Written problem: Please gather every line below that contains the word "peeled" and copy each one in full.

─── Material to process ───

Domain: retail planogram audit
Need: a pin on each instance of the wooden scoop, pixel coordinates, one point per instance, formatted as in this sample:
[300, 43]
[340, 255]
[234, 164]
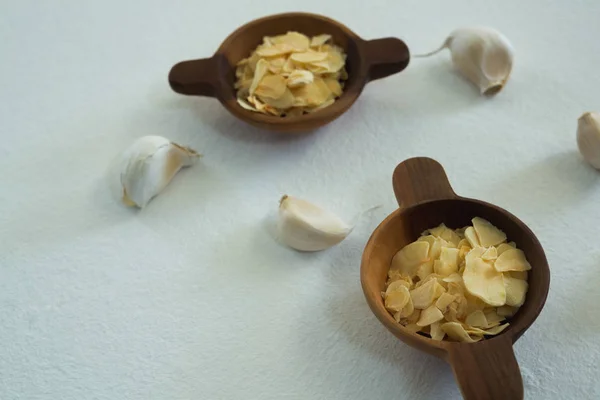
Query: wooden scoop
[484, 370]
[214, 77]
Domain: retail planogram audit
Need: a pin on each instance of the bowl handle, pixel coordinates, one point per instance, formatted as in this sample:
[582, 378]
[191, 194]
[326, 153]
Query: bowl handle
[386, 57]
[420, 179]
[487, 370]
[195, 77]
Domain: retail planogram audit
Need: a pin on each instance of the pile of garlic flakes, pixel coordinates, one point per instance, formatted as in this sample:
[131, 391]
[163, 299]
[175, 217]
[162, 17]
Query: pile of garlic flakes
[291, 74]
[457, 283]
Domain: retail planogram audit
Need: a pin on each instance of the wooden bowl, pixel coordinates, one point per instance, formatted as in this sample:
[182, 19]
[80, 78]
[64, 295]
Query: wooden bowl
[484, 370]
[214, 77]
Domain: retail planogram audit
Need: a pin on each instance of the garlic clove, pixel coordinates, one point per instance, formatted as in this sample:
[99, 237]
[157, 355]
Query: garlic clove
[148, 166]
[483, 55]
[306, 227]
[588, 138]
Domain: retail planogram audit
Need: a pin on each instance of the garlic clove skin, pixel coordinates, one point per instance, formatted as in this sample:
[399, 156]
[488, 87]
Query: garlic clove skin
[306, 227]
[588, 138]
[481, 54]
[148, 166]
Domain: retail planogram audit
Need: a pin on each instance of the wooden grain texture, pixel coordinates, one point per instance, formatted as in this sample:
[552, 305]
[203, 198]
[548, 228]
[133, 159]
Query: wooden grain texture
[483, 370]
[215, 76]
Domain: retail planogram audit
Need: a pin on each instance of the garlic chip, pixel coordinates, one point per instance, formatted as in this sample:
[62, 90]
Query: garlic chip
[436, 332]
[515, 291]
[484, 281]
[430, 315]
[487, 233]
[490, 254]
[455, 331]
[410, 257]
[443, 232]
[460, 286]
[426, 294]
[476, 319]
[290, 75]
[472, 237]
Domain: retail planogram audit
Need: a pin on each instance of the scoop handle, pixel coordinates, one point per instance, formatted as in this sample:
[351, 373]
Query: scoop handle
[385, 57]
[487, 370]
[195, 77]
[420, 179]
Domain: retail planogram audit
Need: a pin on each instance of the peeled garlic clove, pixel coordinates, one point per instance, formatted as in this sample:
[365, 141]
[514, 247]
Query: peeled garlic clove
[148, 165]
[483, 55]
[304, 226]
[588, 138]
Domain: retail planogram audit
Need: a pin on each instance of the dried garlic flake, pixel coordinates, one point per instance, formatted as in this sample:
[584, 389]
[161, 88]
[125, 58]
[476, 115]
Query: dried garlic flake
[290, 75]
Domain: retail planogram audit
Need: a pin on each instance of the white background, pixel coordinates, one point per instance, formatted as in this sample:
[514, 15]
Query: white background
[191, 298]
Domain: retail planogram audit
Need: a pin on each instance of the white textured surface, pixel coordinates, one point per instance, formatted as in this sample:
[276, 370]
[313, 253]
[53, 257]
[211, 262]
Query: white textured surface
[191, 298]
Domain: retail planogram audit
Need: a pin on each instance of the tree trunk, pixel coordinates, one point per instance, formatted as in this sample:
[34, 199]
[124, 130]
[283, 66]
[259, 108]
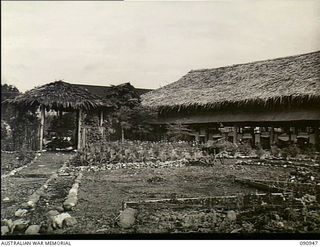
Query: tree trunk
[79, 130]
[42, 115]
[122, 134]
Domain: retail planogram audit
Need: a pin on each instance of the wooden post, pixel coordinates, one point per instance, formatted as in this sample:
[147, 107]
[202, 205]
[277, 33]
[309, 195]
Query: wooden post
[271, 136]
[42, 116]
[122, 134]
[79, 130]
[317, 137]
[235, 134]
[101, 118]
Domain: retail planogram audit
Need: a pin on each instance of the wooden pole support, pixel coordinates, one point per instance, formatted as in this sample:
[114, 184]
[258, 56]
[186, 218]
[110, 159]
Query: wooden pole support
[79, 129]
[42, 116]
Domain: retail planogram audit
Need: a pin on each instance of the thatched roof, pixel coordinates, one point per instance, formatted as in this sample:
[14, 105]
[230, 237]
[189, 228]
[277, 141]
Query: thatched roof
[281, 80]
[58, 95]
[102, 91]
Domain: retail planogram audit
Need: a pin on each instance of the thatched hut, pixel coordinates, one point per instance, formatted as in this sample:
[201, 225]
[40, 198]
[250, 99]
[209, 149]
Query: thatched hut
[59, 96]
[282, 92]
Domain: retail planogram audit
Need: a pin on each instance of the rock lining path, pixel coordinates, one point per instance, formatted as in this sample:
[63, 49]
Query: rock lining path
[24, 183]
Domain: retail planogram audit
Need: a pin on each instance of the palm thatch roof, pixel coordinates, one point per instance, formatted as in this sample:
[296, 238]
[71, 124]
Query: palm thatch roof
[58, 95]
[282, 80]
[103, 91]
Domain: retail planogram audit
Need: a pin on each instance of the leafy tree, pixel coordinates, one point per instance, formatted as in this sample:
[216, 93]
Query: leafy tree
[21, 125]
[179, 132]
[128, 118]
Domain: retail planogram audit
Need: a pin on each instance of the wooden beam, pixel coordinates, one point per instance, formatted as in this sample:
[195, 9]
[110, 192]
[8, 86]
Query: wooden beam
[79, 129]
[235, 134]
[101, 118]
[42, 116]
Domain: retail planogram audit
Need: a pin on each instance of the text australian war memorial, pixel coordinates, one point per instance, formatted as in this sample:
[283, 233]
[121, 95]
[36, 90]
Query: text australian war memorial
[263, 103]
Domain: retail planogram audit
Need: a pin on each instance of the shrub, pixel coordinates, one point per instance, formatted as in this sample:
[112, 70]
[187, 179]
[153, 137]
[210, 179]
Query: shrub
[291, 151]
[222, 145]
[275, 151]
[245, 148]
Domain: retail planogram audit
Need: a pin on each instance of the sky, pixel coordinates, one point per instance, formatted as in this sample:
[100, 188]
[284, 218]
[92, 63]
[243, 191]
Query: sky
[147, 43]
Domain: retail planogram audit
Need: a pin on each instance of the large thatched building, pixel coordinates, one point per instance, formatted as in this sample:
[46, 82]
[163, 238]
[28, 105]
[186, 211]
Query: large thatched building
[264, 102]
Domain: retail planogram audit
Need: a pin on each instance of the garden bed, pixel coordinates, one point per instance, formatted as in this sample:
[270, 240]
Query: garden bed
[108, 189]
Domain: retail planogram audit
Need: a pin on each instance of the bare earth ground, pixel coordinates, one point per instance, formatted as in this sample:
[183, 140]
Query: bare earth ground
[102, 193]
[24, 183]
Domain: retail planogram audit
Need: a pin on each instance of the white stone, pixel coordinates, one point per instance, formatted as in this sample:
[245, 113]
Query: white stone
[4, 230]
[21, 212]
[57, 220]
[127, 217]
[33, 230]
[231, 215]
[20, 225]
[71, 221]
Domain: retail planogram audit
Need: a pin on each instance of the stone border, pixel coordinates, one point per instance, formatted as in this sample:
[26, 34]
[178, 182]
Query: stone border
[72, 198]
[14, 171]
[267, 200]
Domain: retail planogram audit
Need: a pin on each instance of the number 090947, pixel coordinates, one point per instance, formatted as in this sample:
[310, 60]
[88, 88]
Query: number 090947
[308, 243]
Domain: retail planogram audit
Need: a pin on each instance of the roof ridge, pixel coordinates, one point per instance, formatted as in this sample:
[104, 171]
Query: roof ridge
[255, 62]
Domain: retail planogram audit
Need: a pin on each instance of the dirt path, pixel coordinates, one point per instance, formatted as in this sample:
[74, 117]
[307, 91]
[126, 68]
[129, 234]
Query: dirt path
[101, 193]
[17, 188]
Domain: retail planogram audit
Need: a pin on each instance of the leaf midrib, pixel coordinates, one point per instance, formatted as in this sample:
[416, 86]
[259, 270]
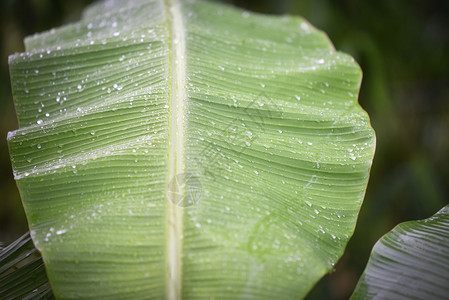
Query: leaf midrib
[176, 146]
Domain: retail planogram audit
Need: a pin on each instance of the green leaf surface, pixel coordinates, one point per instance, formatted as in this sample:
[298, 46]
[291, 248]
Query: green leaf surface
[22, 272]
[188, 150]
[409, 262]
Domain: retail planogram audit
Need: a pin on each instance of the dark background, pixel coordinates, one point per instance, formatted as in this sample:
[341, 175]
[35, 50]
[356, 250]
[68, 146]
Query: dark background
[403, 49]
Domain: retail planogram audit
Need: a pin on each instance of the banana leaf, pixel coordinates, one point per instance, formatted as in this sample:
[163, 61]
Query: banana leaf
[409, 262]
[187, 149]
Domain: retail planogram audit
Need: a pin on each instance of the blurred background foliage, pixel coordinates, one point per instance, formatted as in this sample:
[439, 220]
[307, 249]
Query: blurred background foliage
[403, 49]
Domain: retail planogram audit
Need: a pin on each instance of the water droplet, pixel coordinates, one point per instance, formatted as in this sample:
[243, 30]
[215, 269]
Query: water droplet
[62, 231]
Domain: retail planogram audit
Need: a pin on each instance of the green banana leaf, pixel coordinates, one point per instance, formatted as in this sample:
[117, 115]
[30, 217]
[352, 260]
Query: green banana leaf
[409, 262]
[22, 272]
[186, 149]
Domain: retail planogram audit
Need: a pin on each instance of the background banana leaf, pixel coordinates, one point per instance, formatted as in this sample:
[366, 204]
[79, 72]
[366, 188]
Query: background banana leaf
[410, 262]
[188, 150]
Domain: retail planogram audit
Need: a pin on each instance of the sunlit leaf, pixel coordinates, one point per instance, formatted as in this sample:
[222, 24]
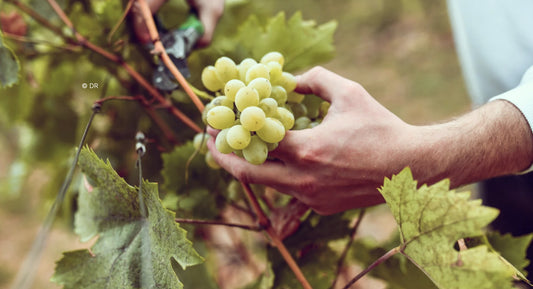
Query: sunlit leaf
[431, 219]
[131, 251]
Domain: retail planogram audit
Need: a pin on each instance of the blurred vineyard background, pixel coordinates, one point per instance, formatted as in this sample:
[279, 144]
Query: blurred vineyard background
[401, 51]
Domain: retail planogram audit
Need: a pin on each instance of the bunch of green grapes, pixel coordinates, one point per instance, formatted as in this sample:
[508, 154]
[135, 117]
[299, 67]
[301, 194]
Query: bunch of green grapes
[200, 144]
[253, 106]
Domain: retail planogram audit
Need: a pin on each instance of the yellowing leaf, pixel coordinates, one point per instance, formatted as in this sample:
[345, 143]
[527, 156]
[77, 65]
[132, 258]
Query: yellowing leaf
[431, 219]
[132, 251]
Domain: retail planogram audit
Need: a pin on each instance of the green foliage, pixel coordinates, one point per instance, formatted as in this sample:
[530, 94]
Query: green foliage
[513, 249]
[10, 67]
[397, 271]
[300, 41]
[311, 247]
[431, 219]
[131, 250]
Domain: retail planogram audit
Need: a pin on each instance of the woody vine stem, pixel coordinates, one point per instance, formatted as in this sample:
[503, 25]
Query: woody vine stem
[78, 39]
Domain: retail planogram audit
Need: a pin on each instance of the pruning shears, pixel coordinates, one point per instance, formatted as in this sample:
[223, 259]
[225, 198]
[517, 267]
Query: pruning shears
[178, 44]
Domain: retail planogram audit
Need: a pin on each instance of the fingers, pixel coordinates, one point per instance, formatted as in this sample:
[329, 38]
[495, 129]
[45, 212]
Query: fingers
[244, 171]
[325, 84]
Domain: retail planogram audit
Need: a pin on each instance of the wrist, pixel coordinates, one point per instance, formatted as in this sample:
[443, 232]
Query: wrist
[491, 141]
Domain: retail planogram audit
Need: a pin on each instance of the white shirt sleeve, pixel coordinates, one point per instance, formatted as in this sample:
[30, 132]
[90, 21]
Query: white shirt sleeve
[522, 97]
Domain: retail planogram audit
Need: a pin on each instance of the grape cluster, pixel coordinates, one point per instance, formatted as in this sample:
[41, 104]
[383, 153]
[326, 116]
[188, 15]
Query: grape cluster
[254, 105]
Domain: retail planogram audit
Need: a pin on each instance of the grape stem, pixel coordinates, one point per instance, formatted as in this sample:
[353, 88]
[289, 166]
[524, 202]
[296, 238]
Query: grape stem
[159, 49]
[380, 260]
[218, 223]
[264, 223]
[132, 72]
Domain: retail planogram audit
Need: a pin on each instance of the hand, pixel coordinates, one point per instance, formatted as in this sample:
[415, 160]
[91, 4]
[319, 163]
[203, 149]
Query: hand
[339, 164]
[209, 12]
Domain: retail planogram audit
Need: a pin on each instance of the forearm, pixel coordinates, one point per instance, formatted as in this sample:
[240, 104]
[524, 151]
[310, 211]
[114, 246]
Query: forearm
[491, 141]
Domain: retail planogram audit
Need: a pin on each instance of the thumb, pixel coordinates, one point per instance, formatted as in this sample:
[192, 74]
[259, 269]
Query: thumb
[325, 84]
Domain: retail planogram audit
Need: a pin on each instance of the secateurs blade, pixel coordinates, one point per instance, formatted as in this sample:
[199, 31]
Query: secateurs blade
[178, 44]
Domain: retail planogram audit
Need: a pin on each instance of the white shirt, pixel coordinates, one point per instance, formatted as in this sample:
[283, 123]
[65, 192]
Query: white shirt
[494, 41]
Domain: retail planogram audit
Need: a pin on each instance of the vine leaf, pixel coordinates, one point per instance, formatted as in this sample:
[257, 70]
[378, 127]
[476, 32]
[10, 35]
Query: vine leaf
[431, 219]
[513, 249]
[131, 251]
[397, 271]
[10, 67]
[301, 41]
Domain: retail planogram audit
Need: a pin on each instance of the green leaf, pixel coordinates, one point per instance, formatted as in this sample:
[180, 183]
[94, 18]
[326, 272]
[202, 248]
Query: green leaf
[302, 42]
[513, 249]
[397, 271]
[132, 251]
[431, 219]
[9, 65]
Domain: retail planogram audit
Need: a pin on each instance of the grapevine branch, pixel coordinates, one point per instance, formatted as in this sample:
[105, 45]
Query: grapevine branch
[115, 28]
[264, 222]
[132, 72]
[380, 260]
[159, 49]
[347, 247]
[26, 274]
[167, 131]
[219, 223]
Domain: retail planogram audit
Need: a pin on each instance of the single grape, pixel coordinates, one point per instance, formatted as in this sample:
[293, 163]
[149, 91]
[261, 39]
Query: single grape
[246, 97]
[256, 71]
[286, 117]
[238, 137]
[298, 109]
[313, 124]
[232, 87]
[253, 118]
[295, 97]
[210, 161]
[222, 100]
[220, 117]
[221, 143]
[226, 69]
[272, 146]
[238, 153]
[256, 152]
[301, 123]
[324, 107]
[288, 81]
[244, 66]
[279, 94]
[199, 142]
[269, 106]
[274, 69]
[273, 56]
[210, 79]
[312, 102]
[273, 131]
[204, 112]
[262, 85]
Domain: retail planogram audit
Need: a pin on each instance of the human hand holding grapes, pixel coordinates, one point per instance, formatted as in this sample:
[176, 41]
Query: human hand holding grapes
[338, 164]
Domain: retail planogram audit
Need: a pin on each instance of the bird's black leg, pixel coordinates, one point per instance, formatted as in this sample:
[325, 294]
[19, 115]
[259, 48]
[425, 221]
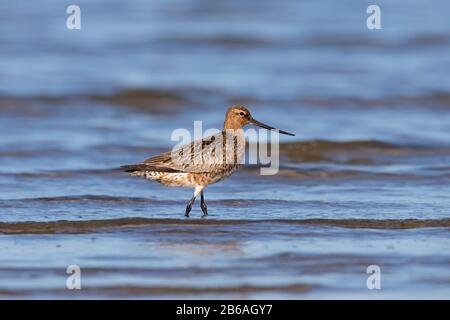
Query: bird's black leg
[203, 205]
[189, 207]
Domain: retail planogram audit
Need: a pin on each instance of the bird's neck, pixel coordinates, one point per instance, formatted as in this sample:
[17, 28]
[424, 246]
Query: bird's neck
[231, 124]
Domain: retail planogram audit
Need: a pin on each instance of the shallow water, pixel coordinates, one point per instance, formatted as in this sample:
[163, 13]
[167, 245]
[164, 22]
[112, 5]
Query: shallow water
[366, 180]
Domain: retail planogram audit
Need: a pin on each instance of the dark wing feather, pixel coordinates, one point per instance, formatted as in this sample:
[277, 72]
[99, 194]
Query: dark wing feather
[194, 157]
[145, 167]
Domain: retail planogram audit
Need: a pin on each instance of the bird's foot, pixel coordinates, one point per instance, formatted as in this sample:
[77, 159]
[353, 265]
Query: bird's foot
[204, 209]
[188, 210]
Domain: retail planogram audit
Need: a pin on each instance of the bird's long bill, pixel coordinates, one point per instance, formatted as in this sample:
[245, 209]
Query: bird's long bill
[265, 126]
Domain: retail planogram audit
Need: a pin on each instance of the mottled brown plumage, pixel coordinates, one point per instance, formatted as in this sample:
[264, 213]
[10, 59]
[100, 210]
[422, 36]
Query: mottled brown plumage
[201, 162]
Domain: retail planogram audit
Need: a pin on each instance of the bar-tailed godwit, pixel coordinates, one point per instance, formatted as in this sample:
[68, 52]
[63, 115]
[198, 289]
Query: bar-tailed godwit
[202, 162]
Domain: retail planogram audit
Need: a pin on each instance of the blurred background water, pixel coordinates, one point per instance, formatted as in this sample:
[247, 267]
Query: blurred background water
[365, 181]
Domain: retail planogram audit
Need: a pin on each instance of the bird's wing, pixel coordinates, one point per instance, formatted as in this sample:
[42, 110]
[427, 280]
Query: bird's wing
[199, 156]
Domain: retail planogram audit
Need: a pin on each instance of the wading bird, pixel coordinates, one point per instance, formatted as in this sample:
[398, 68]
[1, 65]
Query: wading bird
[202, 162]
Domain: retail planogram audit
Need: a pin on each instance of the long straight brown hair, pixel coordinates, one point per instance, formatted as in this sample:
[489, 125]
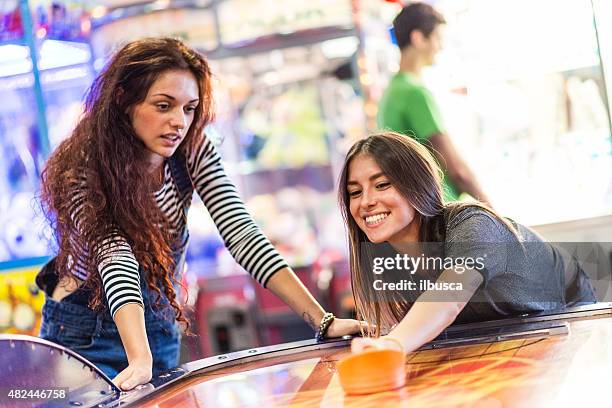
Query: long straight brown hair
[414, 173]
[106, 163]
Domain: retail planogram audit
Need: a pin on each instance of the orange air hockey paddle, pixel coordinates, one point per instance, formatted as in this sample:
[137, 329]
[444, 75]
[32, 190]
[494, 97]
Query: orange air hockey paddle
[372, 370]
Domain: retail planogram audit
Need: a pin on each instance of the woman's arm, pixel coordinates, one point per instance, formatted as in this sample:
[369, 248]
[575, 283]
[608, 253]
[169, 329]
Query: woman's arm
[287, 286]
[431, 313]
[248, 245]
[131, 325]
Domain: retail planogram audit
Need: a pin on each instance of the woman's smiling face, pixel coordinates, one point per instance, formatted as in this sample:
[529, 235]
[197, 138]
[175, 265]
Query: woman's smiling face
[379, 210]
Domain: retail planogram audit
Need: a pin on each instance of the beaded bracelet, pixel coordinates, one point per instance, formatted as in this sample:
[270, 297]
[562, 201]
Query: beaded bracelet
[326, 321]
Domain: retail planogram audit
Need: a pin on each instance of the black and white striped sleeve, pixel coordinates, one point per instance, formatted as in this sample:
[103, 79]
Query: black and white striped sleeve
[118, 268]
[117, 265]
[242, 237]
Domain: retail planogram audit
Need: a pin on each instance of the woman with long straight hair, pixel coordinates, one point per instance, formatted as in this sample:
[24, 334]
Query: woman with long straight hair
[117, 192]
[466, 262]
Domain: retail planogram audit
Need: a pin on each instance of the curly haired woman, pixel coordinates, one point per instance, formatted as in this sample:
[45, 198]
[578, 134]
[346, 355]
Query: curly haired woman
[118, 191]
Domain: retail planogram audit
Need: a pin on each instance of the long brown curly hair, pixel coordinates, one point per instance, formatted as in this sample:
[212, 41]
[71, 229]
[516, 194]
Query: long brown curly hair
[105, 157]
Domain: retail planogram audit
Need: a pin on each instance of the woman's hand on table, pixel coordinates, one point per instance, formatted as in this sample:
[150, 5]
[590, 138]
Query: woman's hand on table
[343, 327]
[360, 344]
[137, 372]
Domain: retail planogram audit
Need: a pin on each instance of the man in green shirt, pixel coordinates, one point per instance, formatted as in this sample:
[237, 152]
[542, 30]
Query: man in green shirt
[409, 108]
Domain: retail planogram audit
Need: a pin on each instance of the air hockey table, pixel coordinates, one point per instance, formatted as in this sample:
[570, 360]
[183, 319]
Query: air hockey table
[561, 359]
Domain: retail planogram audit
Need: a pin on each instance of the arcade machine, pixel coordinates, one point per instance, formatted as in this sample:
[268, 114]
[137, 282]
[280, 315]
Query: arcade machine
[561, 359]
[40, 104]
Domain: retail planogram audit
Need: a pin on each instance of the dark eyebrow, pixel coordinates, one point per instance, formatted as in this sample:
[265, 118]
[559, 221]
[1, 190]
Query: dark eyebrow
[173, 98]
[372, 178]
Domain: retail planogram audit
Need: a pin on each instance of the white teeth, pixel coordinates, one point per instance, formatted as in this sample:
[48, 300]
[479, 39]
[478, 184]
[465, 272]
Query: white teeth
[376, 218]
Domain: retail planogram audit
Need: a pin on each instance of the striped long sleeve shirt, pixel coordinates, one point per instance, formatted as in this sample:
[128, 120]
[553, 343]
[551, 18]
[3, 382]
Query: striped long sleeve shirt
[118, 266]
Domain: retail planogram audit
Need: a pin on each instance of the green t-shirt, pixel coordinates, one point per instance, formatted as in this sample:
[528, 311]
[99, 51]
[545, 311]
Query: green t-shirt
[408, 107]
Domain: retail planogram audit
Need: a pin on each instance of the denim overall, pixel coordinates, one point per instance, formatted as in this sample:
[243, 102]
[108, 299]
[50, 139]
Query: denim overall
[95, 336]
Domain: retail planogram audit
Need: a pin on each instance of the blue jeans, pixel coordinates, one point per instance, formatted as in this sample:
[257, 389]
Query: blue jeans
[95, 336]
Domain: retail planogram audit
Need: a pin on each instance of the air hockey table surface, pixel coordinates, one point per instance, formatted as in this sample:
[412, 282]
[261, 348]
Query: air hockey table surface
[562, 359]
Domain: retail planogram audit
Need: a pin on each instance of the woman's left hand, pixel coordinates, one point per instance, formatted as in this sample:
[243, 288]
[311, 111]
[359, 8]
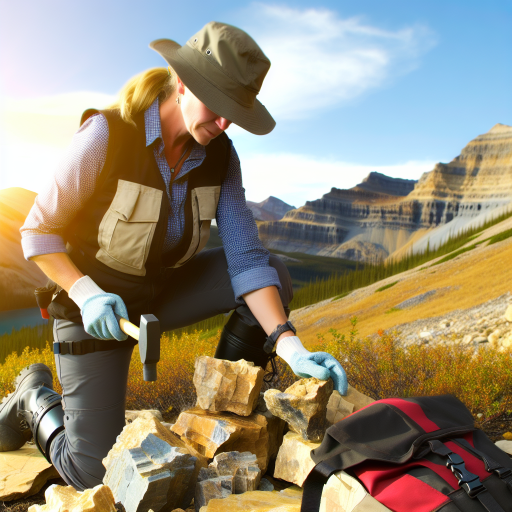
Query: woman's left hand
[306, 364]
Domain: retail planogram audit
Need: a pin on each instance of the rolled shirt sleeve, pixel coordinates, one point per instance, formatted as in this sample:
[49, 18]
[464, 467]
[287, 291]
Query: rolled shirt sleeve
[248, 259]
[72, 184]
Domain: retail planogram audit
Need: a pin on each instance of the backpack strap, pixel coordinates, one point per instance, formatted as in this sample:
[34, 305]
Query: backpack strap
[490, 464]
[314, 484]
[468, 481]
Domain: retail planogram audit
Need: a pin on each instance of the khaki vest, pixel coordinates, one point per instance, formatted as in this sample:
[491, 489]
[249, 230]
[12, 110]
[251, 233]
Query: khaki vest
[118, 235]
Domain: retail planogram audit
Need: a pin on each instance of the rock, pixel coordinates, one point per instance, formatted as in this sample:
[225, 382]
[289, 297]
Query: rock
[23, 473]
[131, 416]
[303, 406]
[338, 408]
[275, 428]
[229, 473]
[294, 461]
[64, 499]
[265, 485]
[505, 445]
[211, 433]
[155, 475]
[343, 492]
[226, 385]
[358, 399]
[134, 433]
[257, 501]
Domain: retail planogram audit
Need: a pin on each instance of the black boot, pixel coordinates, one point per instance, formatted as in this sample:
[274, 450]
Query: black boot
[239, 340]
[33, 406]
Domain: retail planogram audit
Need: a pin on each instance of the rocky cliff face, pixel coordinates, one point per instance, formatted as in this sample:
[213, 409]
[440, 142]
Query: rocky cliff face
[271, 208]
[383, 215]
[18, 277]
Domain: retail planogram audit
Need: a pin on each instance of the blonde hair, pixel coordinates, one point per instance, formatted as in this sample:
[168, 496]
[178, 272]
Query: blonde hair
[142, 89]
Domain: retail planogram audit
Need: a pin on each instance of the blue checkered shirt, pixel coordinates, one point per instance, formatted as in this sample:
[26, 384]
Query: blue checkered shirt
[75, 179]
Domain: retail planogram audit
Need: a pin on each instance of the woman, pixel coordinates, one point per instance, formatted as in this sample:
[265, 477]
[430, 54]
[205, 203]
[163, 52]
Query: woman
[133, 202]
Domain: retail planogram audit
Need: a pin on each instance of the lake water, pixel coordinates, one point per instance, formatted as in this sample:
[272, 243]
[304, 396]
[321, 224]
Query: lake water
[19, 318]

───

Result below:
Need: a pin on each instance of the peeled garlic clove, pixel coordinates, one point per instance, formatted as in this sample:
Query: peeled garlic clove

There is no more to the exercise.